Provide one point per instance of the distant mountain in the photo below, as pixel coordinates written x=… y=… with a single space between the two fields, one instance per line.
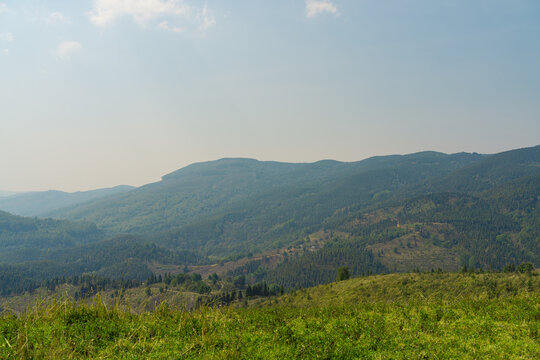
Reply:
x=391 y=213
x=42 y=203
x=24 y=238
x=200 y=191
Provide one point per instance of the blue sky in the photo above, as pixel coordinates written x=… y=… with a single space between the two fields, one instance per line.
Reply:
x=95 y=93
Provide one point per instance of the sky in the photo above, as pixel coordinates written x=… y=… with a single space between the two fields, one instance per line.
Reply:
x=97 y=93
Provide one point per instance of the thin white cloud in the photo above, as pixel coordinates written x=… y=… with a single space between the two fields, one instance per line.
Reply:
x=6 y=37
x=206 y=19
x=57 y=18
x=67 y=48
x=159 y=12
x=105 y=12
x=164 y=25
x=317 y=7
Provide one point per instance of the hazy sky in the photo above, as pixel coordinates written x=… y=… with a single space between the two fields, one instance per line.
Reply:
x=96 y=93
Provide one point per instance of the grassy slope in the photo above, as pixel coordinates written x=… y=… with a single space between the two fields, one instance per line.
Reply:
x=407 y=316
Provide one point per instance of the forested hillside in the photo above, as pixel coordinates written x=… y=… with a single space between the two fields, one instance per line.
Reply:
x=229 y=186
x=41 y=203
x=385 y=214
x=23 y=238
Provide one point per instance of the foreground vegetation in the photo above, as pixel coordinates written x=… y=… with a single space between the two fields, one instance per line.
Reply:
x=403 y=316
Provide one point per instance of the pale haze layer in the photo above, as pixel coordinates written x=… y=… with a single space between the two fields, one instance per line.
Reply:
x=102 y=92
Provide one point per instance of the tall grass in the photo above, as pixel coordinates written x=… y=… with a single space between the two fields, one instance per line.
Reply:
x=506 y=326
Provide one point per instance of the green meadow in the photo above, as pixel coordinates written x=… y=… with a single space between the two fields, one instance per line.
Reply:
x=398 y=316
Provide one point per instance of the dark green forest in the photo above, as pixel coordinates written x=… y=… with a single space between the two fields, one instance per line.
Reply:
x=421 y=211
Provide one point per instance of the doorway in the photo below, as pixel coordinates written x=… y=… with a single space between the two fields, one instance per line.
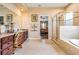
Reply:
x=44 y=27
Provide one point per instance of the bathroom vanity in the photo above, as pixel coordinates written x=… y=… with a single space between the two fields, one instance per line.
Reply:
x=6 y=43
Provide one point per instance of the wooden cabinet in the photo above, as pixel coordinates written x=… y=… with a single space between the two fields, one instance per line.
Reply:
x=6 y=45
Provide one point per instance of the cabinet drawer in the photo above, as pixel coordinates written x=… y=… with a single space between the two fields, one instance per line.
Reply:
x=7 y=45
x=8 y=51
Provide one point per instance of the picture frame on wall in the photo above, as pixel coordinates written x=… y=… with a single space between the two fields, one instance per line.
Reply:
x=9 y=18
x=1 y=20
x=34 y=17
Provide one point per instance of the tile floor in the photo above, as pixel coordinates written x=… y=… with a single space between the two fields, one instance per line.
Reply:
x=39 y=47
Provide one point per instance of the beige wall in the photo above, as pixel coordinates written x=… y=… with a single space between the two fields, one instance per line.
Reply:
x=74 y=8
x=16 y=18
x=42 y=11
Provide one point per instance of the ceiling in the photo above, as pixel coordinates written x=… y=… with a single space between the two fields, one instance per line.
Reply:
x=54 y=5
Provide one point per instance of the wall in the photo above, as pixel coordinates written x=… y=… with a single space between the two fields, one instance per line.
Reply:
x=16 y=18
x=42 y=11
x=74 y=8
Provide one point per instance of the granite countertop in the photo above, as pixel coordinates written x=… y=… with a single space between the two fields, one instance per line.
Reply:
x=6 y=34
● ● ● ●
◆ **BRIEF**: Please rename "granite countertop" to "marble countertop" in the data from the line containing "Provide one point per instance of the granite" through the end, and return only those lines with nothing else changed.

◆ **OUTPUT FOR THIS TASK**:
Provide one point per instance of the marble countertop in the photo above, as pixel coordinates written x=… y=… with a single space between the two fields, one instance per line.
Reply:
x=6 y=34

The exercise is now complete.